Trecho do documento
== == ==

Neste livro temos autoras e autores de áreas diversas, com trajetórias de vida e ativismos distintos, mas com um compromisso em comum fortalecer “Raízes e Asas” para cuidar da memória e autonomia das populações negras. Os textos foram organizados de acordo com os quatro módulos do curso, sendo eles:

  • Temporalidades, Memória e Patrimônio
  • Arquivos – Organização e Pesquisa.
  • Corpo e Oralidade
  • Território e narrativa

O módulo Temporalidades, Memória e Patrimônio, teve como objetivo promover reflexões que confrontassem a cronologia ocidental, fomentar conversas sobre as cosmogonias afro-brasileiras que têm diferentes e complexas percepções do tempo. O módulo propôs estabelecer diálogos com o tempo histórico e as teorias de construção e disseminação de memória. Nesta publicação contamos com a contribuição das professoras Angélica Ferrarez, Aza Njeri e do professor Flávio Gomes.

Nos textos de Luis Ludmer, Ionara Lourenço e Paulo César Ramos, professores do módulo Arquivos – Organização e Pesquisa, encontramos a riqueza das possibilidades de sistematização e organização de acervos. A experiência pessoal e profissional do trio de especialistas aponta caminhos para olharmos documentos escritos, fotografias, recortes de jornal, objetos e livros como fontes que podem ser organizadas e catalogadas de forma intencional como arquivos públicos.

== == ==

Enunciado
Com base no trecho sobre o livro, explique em até três frases qual era o objetivo do módulo Temporalidades, Memória e Patrimônio. Os registros não têm nenhuma relação com este trecho.

== == ==

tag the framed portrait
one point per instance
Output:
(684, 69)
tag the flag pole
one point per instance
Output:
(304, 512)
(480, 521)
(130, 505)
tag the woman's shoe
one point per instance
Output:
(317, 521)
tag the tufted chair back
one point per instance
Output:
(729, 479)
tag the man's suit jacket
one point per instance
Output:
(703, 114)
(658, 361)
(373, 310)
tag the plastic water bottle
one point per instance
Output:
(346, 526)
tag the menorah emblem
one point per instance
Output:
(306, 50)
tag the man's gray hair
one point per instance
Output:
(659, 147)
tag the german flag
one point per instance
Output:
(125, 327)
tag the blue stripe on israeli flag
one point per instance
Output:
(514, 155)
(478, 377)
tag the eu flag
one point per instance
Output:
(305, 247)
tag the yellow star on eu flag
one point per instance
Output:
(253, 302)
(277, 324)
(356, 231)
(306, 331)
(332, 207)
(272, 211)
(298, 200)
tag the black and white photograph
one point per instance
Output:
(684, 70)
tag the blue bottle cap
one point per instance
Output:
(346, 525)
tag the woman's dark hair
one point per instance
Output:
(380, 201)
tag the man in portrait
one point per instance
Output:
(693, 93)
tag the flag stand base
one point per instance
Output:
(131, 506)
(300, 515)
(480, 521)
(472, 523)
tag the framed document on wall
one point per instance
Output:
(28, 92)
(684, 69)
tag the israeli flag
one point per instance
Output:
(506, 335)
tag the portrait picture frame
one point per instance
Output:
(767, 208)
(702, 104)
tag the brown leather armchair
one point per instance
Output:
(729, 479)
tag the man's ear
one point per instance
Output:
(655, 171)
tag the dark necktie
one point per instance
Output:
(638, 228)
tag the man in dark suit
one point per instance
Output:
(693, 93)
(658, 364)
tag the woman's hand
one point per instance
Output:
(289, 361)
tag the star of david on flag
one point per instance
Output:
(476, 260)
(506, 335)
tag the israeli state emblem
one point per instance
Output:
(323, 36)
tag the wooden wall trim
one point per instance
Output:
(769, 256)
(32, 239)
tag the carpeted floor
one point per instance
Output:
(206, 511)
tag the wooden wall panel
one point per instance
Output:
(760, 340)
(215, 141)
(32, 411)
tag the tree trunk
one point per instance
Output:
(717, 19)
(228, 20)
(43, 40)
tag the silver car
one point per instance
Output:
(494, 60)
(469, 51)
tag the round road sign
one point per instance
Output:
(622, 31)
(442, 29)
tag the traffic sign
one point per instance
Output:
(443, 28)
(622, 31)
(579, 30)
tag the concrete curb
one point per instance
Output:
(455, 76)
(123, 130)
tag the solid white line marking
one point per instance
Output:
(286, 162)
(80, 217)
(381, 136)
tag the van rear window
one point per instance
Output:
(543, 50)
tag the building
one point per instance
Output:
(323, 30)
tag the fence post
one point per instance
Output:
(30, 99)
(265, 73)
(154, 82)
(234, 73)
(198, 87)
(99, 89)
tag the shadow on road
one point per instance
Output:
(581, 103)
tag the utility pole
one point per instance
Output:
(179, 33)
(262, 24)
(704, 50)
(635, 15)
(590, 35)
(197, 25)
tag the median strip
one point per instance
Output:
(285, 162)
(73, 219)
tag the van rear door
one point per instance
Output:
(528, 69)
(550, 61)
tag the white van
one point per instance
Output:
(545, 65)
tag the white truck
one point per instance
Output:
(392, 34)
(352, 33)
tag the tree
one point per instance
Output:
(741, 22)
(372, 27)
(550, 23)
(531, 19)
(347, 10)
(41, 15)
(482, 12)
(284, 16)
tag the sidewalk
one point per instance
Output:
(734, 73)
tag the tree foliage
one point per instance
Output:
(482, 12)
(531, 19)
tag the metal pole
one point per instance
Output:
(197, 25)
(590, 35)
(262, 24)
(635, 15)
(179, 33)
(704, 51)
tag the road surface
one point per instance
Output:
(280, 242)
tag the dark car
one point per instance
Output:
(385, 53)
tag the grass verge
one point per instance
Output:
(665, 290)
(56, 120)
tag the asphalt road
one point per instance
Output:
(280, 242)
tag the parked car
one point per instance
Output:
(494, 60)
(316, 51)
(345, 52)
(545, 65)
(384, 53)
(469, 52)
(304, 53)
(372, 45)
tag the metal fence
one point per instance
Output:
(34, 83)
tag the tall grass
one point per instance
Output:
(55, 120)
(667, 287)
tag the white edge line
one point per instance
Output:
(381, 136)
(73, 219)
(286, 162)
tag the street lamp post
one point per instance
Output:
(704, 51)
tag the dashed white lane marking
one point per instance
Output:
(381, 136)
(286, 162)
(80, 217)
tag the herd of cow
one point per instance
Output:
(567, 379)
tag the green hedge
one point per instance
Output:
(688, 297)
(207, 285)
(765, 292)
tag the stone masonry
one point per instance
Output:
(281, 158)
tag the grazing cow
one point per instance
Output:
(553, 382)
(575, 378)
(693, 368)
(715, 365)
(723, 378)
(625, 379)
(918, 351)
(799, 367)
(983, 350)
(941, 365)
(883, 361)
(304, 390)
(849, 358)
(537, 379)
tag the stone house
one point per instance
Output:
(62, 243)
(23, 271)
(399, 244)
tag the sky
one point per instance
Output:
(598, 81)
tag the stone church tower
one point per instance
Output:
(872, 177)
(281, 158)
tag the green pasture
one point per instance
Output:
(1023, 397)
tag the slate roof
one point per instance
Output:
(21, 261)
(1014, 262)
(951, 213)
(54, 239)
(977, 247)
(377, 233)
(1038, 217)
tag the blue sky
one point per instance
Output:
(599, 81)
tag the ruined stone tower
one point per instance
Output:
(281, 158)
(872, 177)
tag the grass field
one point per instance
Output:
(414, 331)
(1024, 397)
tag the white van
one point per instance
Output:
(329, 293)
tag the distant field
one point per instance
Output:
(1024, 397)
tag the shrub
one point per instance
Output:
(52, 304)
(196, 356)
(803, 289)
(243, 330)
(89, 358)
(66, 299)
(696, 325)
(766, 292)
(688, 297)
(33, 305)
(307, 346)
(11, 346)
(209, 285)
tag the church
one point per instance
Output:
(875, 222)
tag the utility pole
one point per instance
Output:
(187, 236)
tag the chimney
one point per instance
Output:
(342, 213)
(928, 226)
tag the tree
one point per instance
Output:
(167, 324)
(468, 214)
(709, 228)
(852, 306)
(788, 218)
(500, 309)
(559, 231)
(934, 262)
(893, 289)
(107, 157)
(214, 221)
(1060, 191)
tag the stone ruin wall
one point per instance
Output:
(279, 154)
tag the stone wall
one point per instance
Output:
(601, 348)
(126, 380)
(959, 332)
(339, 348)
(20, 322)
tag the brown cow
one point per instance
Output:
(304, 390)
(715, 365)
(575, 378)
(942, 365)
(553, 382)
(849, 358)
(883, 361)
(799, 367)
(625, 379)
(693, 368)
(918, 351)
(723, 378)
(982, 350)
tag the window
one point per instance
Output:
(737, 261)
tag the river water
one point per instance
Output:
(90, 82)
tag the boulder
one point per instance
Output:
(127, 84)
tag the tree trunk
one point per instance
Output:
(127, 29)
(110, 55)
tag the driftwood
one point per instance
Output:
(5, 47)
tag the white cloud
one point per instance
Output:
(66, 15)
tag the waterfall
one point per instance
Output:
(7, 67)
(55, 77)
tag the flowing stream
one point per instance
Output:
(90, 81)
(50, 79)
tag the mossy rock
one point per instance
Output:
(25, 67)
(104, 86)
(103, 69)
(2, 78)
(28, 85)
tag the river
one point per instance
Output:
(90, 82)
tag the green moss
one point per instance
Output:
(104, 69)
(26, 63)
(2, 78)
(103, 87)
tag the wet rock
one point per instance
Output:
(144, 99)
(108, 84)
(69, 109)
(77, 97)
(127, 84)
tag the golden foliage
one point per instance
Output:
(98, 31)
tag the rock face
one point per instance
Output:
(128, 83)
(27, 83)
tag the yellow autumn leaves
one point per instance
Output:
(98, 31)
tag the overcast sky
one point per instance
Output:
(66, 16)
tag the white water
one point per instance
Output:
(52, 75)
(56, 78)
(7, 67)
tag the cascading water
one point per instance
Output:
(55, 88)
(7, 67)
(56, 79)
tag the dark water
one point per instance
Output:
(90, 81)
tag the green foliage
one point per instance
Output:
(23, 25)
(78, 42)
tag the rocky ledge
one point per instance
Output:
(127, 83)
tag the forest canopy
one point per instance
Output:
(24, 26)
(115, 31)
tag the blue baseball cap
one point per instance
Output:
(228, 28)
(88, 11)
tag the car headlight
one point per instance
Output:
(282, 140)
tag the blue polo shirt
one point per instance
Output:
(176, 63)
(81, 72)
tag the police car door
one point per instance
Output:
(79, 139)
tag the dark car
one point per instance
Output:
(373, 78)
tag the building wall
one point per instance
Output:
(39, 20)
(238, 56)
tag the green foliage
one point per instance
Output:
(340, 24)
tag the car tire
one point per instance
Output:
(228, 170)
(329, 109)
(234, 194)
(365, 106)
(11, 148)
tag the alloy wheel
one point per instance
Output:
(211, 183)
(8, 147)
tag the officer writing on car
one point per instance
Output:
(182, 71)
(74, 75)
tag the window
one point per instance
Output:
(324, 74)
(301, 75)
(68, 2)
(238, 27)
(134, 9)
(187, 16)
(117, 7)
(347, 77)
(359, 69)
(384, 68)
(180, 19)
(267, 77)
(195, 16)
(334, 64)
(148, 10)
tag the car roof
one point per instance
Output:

== == ==

Resposta
O módulo buscava promover reflexões que confrontassem a cronologia ocidental e fomentar conversas sobre as cosmogonias afro-brasileiras, que têm percepções diferentes e complexas do tempo. Também propunha estabelecer diálogos com o tempo histórico e com as teorias de construção e disseminação de memória.